問題と課題>
a - 抜粋について、次の問いに答えてください。
(i) 書き手が「妥当」として選んだものは、他人にとってどのようなパターンでしたか。
(ii) 理想のプランを実現するには、いくつくらいまでに出会っていなければならないと言われましたか。
(iii) 書き手は大学時代に何をしたと述べていますか。
b - 抜粋のうち、「たしかに!と爆笑したものの、」を含む語句で始まり「ってなきゃいけないんだよね」」で終わる部分を編集し、「妥当」を「無難」に置き換えて示してください。

抜粋箇所>
=======
たしかに!と爆笑したものの、ハッとした。私が「妥当」を選んだのに、それは他人にとって「最悪」のパターンだったのだ。それくらい私は、放っておくとマイナスの方向に行きがちなのだ。他愛ない会話の中で学ぶことが多い。

 

 

「でも、その理想のプランを実現するためには逆算して、23くらいにはもう出会ってなきゃいけないんだよね」

 

と、いかにも理系的な意見を言われた。が、わかる、超わかる。わかるオブザイヤーノミネート。それ、女の中で結婚について話すと1回は必ず話題になりますから。大学時代、死ぬほど色んな友人と話しましたから。ただ、23の今になってより現実味が増してはいますが。
=======
記録データ>

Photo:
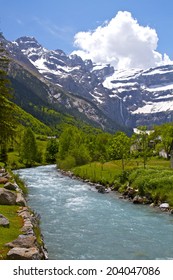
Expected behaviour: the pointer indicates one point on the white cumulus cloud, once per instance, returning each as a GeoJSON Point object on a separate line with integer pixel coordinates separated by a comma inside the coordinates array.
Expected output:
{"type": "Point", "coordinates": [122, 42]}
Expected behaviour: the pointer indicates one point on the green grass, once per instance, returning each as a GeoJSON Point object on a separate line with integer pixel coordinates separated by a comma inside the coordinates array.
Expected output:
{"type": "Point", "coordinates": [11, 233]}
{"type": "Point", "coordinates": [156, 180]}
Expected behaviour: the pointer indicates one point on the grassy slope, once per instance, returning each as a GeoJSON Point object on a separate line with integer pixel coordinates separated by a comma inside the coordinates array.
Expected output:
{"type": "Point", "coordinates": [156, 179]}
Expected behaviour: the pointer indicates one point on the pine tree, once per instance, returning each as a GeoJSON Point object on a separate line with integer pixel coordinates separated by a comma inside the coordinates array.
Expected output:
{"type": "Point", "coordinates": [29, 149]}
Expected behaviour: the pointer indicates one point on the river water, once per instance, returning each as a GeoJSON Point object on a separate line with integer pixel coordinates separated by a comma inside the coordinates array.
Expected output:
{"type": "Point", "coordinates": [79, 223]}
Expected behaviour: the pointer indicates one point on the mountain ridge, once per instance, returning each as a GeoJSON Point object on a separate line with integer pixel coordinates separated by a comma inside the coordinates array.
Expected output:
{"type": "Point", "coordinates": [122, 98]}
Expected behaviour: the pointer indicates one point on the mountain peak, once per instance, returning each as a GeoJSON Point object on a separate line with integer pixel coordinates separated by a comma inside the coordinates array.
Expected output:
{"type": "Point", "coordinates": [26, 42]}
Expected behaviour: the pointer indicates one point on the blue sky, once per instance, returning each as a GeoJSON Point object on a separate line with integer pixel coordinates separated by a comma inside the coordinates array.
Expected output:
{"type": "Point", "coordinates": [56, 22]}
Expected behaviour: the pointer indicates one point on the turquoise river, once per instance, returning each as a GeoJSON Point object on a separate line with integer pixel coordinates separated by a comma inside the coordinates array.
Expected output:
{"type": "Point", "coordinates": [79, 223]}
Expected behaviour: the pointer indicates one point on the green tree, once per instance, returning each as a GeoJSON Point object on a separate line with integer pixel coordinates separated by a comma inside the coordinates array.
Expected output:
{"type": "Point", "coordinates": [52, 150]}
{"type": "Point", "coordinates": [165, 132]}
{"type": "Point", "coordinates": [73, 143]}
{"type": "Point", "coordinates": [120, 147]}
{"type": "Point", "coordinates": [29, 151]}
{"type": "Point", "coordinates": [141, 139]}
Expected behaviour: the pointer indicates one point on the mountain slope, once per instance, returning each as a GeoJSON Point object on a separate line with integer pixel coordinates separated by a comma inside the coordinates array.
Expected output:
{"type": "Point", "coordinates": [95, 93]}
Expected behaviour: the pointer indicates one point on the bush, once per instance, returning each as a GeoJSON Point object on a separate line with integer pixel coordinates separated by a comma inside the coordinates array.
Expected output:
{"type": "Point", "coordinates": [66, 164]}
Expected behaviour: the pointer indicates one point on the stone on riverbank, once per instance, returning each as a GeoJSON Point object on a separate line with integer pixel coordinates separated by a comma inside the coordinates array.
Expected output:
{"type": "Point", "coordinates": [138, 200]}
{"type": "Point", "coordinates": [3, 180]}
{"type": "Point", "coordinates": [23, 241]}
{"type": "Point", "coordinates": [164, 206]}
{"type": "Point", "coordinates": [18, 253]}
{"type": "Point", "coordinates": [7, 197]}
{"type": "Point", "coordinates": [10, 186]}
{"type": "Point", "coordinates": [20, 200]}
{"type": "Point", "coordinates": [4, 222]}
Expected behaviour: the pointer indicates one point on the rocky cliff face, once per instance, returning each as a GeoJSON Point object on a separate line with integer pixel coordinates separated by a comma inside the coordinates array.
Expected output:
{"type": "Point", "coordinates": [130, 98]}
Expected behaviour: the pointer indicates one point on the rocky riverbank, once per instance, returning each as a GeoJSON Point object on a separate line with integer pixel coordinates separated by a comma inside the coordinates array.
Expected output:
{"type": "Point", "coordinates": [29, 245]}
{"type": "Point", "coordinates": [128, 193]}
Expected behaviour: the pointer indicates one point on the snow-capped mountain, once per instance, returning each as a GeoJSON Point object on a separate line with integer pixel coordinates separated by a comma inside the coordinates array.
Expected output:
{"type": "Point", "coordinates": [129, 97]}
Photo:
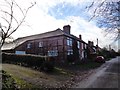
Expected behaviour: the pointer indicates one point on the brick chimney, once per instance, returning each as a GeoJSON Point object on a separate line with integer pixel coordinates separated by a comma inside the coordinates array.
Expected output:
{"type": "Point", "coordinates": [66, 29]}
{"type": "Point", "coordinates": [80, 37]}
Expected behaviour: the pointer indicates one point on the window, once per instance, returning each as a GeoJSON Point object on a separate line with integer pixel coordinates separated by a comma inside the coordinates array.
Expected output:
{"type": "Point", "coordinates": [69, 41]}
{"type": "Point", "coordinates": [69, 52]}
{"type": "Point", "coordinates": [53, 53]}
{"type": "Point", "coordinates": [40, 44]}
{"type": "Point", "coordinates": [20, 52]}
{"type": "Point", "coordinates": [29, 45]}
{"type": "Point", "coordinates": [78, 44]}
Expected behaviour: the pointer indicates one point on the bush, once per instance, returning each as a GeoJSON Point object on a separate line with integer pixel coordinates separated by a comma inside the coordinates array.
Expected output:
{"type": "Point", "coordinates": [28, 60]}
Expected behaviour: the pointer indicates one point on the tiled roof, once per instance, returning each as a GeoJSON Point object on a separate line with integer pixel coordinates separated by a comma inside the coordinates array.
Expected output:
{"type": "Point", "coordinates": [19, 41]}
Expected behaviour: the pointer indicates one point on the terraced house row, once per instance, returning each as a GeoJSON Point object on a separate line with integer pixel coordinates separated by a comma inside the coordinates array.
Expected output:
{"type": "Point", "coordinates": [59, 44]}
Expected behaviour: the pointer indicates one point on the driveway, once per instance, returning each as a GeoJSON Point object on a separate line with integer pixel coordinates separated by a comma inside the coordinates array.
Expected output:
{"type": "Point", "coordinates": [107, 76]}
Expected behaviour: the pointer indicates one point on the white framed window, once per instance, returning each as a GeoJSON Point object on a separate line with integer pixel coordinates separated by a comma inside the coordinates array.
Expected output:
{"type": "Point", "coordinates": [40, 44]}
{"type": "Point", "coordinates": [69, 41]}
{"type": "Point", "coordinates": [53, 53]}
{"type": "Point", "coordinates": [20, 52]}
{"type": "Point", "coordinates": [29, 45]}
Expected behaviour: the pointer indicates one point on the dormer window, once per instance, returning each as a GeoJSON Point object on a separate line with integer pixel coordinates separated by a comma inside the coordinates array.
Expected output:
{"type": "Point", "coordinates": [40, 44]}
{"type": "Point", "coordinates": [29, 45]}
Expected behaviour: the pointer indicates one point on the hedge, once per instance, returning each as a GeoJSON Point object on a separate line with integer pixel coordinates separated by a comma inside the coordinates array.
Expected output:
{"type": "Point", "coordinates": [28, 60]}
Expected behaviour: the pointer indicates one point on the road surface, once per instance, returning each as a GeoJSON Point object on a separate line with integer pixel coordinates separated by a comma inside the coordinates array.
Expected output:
=======
解答一覧>
a -
(i) 「最悪」のパターンでした。
(ii) 23くらいまでに出会っていなければならないと言われました。
(iii) 死ぬほど色んな友人と話しました。

b -
たしかに!と爆笑したものの、ハッとした。私が「無難」を選んだのに、それは他人にとって「最悪」のパターンだったのだ。それくらい私は、放っておくとマイナスの方向に行きがちなのだ。他愛ない会話の中で学ぶことが多い。

 

 

「でも、その理想のプランを実現するためには逆算して、23くらいにはもう出会ってなきゃいけないんだよね」